We may hence suppose the connection to be somewhat as follows: having obtained his letters patent in October 1499, João Fernandez fitted out his expedition, and sailed in the spring of 1500; he arrived off the east coast of Greenland and sailed along it, but the ice prevented him from landing. We have no information at all as to where else he may have been on this voyage. But having returned to Portugal, perhaps after a comparatively unsuccessful expedition, and finding furthermore that the King had issued letters patent to Gaspar Corte-Real, whose voyage had been more successful, Fernandez may have despaired of finding support for fresh enterprises in Portugal, and have turned at once to Bristol, where he took part in getting together an Anglo-Portuguese undertaking, and was thus the “llavorador” who first brought news of Greenland.
Portion of Diego Ribero’s map of 1529. (Nordenskiöld, 1897)
It must, of course, be admitted that the hypothesis here put forward of the voyage and discovery of João Fernandez is no more than a guess; but it seems more consistent than any of the explanations hitherto offered, and, as far as I can see, it does not conflict on any point with what contemporary documents have to tell us. It may be supposed that here, as so frequently has happened, the name of the discoverer, João Fernandez, has been more or less forgotten. His memory has perhaps only been preserved in the name Labrador itself—originally applied to Greenland, but afterwards transferred to the American continent[345]—whilst all the Portuguese discoveries in the north have been associated in later history with the other seafarer, Gaspar Corte-Real, who was of noble family and belonged to the King’s household, and who came from the same island of the Azores, Terceira.
Portion of Maggiolo’s map of 1527 (Harrisse, 1892). Compass-lines omitted
Gaspar Corte-Real belonged to a noble Portuguese family from Algarve and was born about 1450. He was the third and youngest son of João Vaz Corte-Real, who for twenty-two years, since 1474, had had a “capitanerie” as Governor of the Azores—first at Angra in the island of Terceira, later in São Jorge—and died in 1496.[346] Gaspar probably spent a part of his youth in the Azores, which were altogether “a hot-house of all kinds of ideas of maritime discovery”; he certainly became familiar at an early age with narratives of the numerous earlier attempts, and with the many plans of new ocean voyages which were discussed by the adventurous sailors of those islands. As already mentioned, the German, Martin Behaim, was also living in the Azores (cf. p. 287).

> _OBJECTIVE 1_
Find every line in the rows below that contains the word "bowl", treating uppercase and lowercase as different, and copy each of those lines.

Records of labeled boxes
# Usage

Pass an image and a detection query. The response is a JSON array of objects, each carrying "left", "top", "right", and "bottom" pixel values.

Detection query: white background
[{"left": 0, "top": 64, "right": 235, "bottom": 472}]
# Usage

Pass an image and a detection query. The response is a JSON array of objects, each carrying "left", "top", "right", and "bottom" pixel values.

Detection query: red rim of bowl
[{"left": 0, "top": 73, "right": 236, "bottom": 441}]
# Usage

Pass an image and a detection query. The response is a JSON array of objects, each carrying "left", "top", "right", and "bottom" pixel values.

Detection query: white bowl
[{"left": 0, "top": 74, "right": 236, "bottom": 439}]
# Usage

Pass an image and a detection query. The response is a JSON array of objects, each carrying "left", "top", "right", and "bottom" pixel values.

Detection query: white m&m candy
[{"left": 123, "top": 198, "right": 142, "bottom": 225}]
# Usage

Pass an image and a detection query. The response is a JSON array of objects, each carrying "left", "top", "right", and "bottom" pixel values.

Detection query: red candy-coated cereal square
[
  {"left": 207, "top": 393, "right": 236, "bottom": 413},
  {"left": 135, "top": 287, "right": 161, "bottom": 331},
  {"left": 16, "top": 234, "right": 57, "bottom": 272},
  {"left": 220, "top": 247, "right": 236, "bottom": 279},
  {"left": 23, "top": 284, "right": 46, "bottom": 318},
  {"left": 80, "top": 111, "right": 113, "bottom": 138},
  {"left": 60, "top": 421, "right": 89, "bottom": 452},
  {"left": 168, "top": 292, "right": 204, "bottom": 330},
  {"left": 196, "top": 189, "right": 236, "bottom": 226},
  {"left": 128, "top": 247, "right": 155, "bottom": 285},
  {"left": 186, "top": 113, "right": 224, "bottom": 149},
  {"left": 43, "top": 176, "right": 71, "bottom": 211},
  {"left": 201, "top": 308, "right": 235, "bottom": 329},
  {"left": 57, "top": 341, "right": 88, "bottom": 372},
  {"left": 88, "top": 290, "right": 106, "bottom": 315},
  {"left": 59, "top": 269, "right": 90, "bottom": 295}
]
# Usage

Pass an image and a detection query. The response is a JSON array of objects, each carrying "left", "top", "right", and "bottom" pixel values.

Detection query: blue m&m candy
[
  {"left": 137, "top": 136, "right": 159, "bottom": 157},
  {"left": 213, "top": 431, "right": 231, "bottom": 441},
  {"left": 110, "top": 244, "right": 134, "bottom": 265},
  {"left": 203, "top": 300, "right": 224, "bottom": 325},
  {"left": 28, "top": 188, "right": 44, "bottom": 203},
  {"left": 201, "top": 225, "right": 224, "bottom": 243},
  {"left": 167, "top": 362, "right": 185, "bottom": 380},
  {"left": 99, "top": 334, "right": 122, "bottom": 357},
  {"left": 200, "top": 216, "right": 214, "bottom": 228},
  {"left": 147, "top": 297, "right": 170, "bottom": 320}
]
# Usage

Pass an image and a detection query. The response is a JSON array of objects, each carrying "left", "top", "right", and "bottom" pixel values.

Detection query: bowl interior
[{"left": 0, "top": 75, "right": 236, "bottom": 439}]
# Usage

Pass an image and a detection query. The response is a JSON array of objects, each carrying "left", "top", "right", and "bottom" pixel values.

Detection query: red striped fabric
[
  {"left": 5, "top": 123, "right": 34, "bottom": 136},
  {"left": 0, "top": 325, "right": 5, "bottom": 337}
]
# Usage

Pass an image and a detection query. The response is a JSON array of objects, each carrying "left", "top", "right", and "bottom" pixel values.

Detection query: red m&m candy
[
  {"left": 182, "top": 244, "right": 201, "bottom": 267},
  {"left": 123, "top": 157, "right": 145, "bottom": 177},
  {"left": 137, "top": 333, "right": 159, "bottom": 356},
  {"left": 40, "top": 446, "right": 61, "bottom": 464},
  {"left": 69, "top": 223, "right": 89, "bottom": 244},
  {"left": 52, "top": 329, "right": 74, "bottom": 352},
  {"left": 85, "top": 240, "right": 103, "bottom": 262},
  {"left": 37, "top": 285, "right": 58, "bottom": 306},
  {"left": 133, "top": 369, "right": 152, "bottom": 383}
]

> _OBJECTIVE 2_
Reproduce the entire passage above about João Fernandez and Gaspar Corte-Real word for word.

> _CORRECT OUTPUT 1_
Detection query: red rim of bowl
Detection query: white bowl
Detection query: bowl interior

> _CORRECT OUTPUT 2_
We may hence suppose the connection to be somewhat as follows: having obtained his letters patent in October 1499, João Fernandez fitted out his expedition, and sailed in the spring of 1500; he arrived off the east coast of Greenland and sailed along it, but the ice prevented him from landing. We have no information at all as to where else he may have been on this voyage. But having returned to Portugal, perhaps after a comparatively unsuccessful expedition, and finding furthermore that the King had issued letters patent to Gaspar Corte-Real, whose voyage had been more successful, Fernandez may have despaired of finding support for fresh enterprises in Portugal, and have turned at once to Bristol, where he took part in getting together an Anglo-Portuguese undertaking, and was thus the “llavorador” who first brought news of Greenland.
Portion of Diego Ribero’s map of 1529. (Nordenskiöld, 1897)
It must, of course, be admitted that the hypothesis here put forward of the voyage and discovery of João Fernandez is no more than a guess; but it seems more consistent than any of the explanations hitherto offered, and, as far as I can see, it does not conflict on any point with what contemporary documents have to tell us. It may be supposed that here, as so frequently has happened, the name of the discoverer, João Fernandez, has been more or less forgotten. His memory has perhaps only been preserved in the name Labrador itself—originally applied to Greenland, but afterwards transferred to the American continent[345]—whilst all the Portuguese discoveries in the north have been associated in later history with the other seafarer, Gaspar Corte-Real, who was of noble family and belonged to the King’s household, and who came from the same island of the Azores, Terceira.
Portion of Maggiolo’s map of 1527 (Harrisse, 1892). Compass-lines omitted
Gaspar Corte-Real belonged to a noble Portuguese family from Algarve and was born about 1450. He was the third and youngest son of João Vaz Corte-Real, who for twenty-two years, since 1474, had had a “capitanerie” as Governor of the Azores—first at Angra in the island of Terceira, later in São Jorge—and died in 1496.[346] Gaspar probably spent a part of his youth in the Azores, which were altogether “a hot-house of all kinds of ideas of maritime discovery”; he certainly became familiar at an early age with narratives of the numerous earlier attempts, and with the many plans of new ocean voyages which were discussed by the adventurous sailors of those islands. As already mentioned, the German, Martin Behaim, was also living in the Azores (cf. p. 287).